→ What to work on
In the Florida election column, copy out everything from "First off, the" down to "their own conduct.", substituting "broadcasters" for "networks".

→ Text excerpt

-=-=-

-Caveat Lector-

-------- Original Message --------
Subject: THE REAL STORY IN FLORIDA; The Elite's Mess in Florida
Date: Mon, 27 Nov 2000 22:41:38 -0600 (CST)
From: Michael Eisenscher <[EMAIL PROTECTED]>
Organization: ?
To: undisclosed-recipients:;

San Francisco Examiner
November 25, 2000

The Real Story in Florida

By Conn Hallinan

     I told myself I wasnt going to write a column about the elections or the
Florida vote. What''s the point? Do you know a columnist who hasn't? And
won't it be over before it's printed? But dammed if the whole craziness
doesn't pull one in, like a sort of political Event Horizon, that bizarre
zone bordering a Black Hole.

     At first, the cynical part of me dismissed the media's non-stop obsession
as little more than proof of the late A.J. Leibling's Second Law of
Journalism: "There is an inverse relationship between the number of reporters
at an event, and the importance of the event."

     But then the numbers began coming in: The TV audience for the returns was
bigger than the audience for the last "Survivor" show. The bored voter index
dropped from 48 percent to 17 percent. Want to start a conversation? Walk
into a, 1) Grocery store; 2) Laundromat; 3) Elevator, and ask anyone, "So,
what do you think about the election?" Instead of a shrug or a blank stare,
you are likely to get a real discussion.

Media obsession, however, has not necessarily translated into good
journalism.

First off, the job the networks did on election night played no small part in
starting the whole mess. First CBS, ABC, NBC, and CNN called Florida for
Gore, then reversed field, and finally stampeded for Bush when Fox News
declared the Texas Governor the winner. Now it turns out George Bush's first
cousin, John Ellis, was at Fox's helm, and in constant contact with the
Republican campaign throughout the night. Fox apologized, and the other
networks are conducting a review of their own conduct.

Second, the media has deep sixed what may be the real story of the Florida
election: The systematic disenfranchisement of African-American voters and
direct violations of the 1965 federal Voting Rights Act. In a November 14
letter, the Congressional Black Caucus (CBC) called on Attorney General Janet
Reno to investigate what it called "substantial evidence" for systematic
irregularities and discrimination in Black and Haitian precincts.

According to testimony gathered by the NAACP, thousands of African-Americans
were denied the right to vote, required to show photo IDs when whites were
not, and had polling places moved without forwarding addresses. Haitian
Creole speakers were denied assistance, even though Florida law allows
interpreters into the voting booths. In a number of cases, police demanded to
see voter IDs.

-=-=-

Mask labeling examples
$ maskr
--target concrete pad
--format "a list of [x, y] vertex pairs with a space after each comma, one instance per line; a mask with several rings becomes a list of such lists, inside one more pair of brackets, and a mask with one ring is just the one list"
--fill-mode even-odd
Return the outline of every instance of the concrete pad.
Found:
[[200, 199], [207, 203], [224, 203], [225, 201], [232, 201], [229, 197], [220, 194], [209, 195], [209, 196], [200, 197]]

-=-=-

→ Task solution
First off, the job the broadcasters did on election night played no small part in
starting the whole mess. First CBS, ABC, NBC, and CNN called Florida for
Gore, then reversed field, and finally stampeded for Bush when Fox News
declared the Texas Governor the winner. Now it turns out George Bush's first
cousin, John Ellis, was at Fox's helm, and in constant contact with the
Republican campaign throughout the night. Fox apologized, and the other
broadcasters are conducting a review of their own conduct.